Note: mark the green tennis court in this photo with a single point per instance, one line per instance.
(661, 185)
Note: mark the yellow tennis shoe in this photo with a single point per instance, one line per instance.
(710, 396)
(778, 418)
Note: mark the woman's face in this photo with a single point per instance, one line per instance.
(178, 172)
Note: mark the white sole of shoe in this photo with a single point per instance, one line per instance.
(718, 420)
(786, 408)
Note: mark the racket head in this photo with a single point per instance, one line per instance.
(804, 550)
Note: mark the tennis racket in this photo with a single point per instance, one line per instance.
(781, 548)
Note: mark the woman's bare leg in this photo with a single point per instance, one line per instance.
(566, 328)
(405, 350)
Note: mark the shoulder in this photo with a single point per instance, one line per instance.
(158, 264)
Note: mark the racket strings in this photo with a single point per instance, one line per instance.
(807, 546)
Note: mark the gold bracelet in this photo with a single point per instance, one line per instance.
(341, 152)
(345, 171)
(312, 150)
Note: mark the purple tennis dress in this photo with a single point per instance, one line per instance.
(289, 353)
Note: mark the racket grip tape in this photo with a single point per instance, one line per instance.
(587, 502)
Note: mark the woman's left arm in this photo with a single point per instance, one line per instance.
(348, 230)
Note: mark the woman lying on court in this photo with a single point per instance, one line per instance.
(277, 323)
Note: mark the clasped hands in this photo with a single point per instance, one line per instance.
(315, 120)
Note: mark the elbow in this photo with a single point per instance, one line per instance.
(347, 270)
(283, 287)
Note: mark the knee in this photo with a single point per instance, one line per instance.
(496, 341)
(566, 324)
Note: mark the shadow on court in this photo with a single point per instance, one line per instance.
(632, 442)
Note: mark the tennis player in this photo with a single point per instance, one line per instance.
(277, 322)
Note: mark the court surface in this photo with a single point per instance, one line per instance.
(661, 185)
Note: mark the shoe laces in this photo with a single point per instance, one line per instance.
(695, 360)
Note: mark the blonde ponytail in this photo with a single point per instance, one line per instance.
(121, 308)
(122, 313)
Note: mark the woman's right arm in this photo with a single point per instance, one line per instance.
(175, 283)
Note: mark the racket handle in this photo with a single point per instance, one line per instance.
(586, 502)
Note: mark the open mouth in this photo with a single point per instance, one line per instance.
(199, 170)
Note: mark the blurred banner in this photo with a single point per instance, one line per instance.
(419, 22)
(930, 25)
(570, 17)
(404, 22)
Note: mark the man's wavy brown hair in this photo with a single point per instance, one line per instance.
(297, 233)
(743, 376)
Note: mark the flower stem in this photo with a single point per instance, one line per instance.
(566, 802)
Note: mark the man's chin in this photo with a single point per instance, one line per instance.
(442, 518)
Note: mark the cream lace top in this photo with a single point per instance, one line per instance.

**Assignment:** Verbatim and in full, return the listing above.

**Result for this exercise:**
Note: mark the green tennis court in this photo with a single point per instance, one line per instance.
(661, 185)
Note: mark the yellow tennis shoe in this photo with a single point per instance, one line per instance.
(710, 396)
(778, 418)
Note: mark the woman's face in this photo with a single point per instance, one line per instance.
(178, 172)
Note: mark the white sole of shoe in this photo with a single point per instance, one line per instance.
(718, 420)
(786, 408)
Note: mark the racket head in this photo with a single point per instance, one line per instance.
(804, 550)
Note: mark the tennis racket in this photo with a single point per instance, one line per instance.
(781, 548)
Note: mark the woman's bare leg in this photo with a single point per instance, one line per instance.
(566, 328)
(405, 350)
Note: mark the shoulder in this photo with a single point per instance, one line per instance.
(158, 264)
Note: mark the racket strings in this photo with a single point per instance, one line per instance.
(807, 546)
Note: mark the gold bracelet in this photo with a single point per instance, one line per instance.
(341, 152)
(345, 171)
(312, 150)
Note: mark the purple tennis dress in this photo with a single point per instance, one line per instance.
(289, 353)
Note: mark the racket grip tape in this photo with a single point per instance, one line per instance.
(587, 502)
Note: mark the woman's left arm in this photo with a single point per instance, one line per instance.
(348, 230)
Note: mark the woman lying on court in this photo with a single point per instance, one line per instance.
(277, 323)
Note: mark the clasped hands in this photo with a single point per instance, one line per instance.
(315, 120)
Note: mark the elbow in this photo with a single point per instance, one line per instance.
(347, 270)
(283, 287)
Note: mark the knee in this photo with a single point per instance, one line per instance.
(496, 341)
(566, 324)
Note: mark the shadow on court in this photo with a single point per instance, one line per instance.
(632, 442)
Note: mark the tennis player in this photo with a single point per instance, one line per instance.
(277, 322)
Note: mark the court surface in this photo with a single point per instance, one line per instance.
(661, 185)
Note: mark the shoe laces in this photo with a single point per instance, one line per instance.
(695, 360)
Note: mark the blonde ponytail in this photo with a single point per instance, one line per instance.
(121, 308)
(122, 313)
Note: mark the woman's right arm in this photo with a single point per instance, one line per instance.
(175, 283)
Note: mark the racket handle in this photo with a single point per instance, one line per instance.
(586, 502)
Note: mark the open mouth in this photo with a single point per instance, one line per instance.
(199, 170)
Note: mark the blurred banner in this photo with a single point per instance, one line per instance.
(419, 22)
(930, 25)
(570, 17)
(404, 22)
Note: mark the man's wavy brown hair in this photo with a single point per instance, one line per instance.
(297, 233)
(743, 376)
Note: mark the flower stem in this photo with a single point per instance, one line per instance.
(566, 802)
Note: mark the man's chin in this photo with a single point per instance, one line per instance.
(442, 518)
Note: mark the cream lace top in this photo with a single point per instance, one line per instance.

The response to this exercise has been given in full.